◆ Exercise task ◆
Please pull out every one of the entries below and reproduce each line word for word, with no changes.

___

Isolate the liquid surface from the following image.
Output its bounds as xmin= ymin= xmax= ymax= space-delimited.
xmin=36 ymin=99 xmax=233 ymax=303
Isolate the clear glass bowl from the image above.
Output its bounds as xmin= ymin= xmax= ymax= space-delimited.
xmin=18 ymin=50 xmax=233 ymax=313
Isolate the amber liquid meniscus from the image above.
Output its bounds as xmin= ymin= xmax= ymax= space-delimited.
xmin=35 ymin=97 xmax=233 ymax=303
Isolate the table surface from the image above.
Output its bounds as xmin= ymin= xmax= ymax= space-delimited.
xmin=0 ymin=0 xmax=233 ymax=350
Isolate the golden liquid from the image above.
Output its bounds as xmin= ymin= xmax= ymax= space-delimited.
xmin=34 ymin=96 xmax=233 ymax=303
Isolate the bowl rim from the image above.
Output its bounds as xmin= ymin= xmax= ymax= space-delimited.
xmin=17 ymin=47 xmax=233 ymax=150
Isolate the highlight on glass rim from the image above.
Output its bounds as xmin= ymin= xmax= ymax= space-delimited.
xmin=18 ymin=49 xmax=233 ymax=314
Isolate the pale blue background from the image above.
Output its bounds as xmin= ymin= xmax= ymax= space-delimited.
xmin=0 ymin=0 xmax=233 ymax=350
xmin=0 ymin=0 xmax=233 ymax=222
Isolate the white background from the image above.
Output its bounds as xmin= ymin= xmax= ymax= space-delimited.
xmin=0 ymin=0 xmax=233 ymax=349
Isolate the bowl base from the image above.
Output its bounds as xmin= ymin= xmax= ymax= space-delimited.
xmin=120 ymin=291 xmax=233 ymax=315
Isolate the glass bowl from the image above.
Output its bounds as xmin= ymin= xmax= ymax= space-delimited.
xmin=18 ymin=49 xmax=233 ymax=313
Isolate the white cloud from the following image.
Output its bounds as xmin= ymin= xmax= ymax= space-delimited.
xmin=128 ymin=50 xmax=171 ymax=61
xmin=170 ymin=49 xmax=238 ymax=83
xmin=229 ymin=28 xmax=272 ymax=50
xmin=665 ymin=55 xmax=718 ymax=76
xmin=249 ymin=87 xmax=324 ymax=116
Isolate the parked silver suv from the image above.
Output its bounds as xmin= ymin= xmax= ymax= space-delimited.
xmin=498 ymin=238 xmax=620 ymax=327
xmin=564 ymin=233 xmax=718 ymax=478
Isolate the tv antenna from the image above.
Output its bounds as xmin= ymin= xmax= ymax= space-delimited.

___

◆ Solution for this exercise ◆
Isolate the liquid surface from the following image.
Output its bounds as xmin= ymin= xmax= ymax= space-delimited.
xmin=36 ymin=99 xmax=233 ymax=303
Isolate the clear glass bowl from the image above.
Output its bounds as xmin= ymin= xmax= ymax= space-delimited.
xmin=18 ymin=50 xmax=233 ymax=313
Isolate the amber liquid meniscus from the image above.
Output its bounds as xmin= ymin= xmax= ymax= space-delimited.
xmin=35 ymin=97 xmax=233 ymax=303
Isolate the table surface from the image above.
Output its bounds as xmin= ymin= xmax= ymax= space-delimited.
xmin=0 ymin=0 xmax=233 ymax=350
Isolate the golden liquid from the image above.
Output its bounds as xmin= ymin= xmax= ymax= space-delimited.
xmin=34 ymin=96 xmax=233 ymax=303
Isolate the bowl rim from the image above.
Output its bounds as xmin= ymin= xmax= ymax= space-delimited.
xmin=17 ymin=47 xmax=233 ymax=150
Isolate the highlight on glass rim from the image above.
Output its bounds as xmin= ymin= xmax= ymax= space-delimited.
xmin=18 ymin=49 xmax=233 ymax=314
Isolate the pale blue background from the image above.
Output its bounds as xmin= ymin= xmax= ymax= space-delimited.
xmin=0 ymin=0 xmax=233 ymax=350
xmin=0 ymin=0 xmax=233 ymax=222
Isolate the white background from the image above.
Output its bounds as xmin= ymin= xmax= ymax= space-delimited.
xmin=0 ymin=0 xmax=233 ymax=349
Isolate the bowl base from the image above.
Output its bounds as xmin= ymin= xmax= ymax= space-delimited.
xmin=120 ymin=291 xmax=233 ymax=315
Isolate the glass bowl from the image above.
Output its bounds as xmin= ymin= xmax= ymax= space-delimited.
xmin=18 ymin=49 xmax=233 ymax=313
Isolate the white cloud from the following image.
Output its bounds as xmin= ymin= xmax= ymax= space-delimited.
xmin=128 ymin=50 xmax=171 ymax=61
xmin=170 ymin=49 xmax=238 ymax=83
xmin=229 ymin=28 xmax=272 ymax=50
xmin=665 ymin=55 xmax=718 ymax=76
xmin=249 ymin=87 xmax=324 ymax=116
Isolate the parked silver suv from the image above.
Output its bounds as xmin= ymin= xmax= ymax= space-delimited.
xmin=498 ymin=238 xmax=620 ymax=327
xmin=564 ymin=233 xmax=718 ymax=478
Isolate the tv antenna from the image above.
Output its bounds as xmin= ymin= xmax= ymax= space-delimited.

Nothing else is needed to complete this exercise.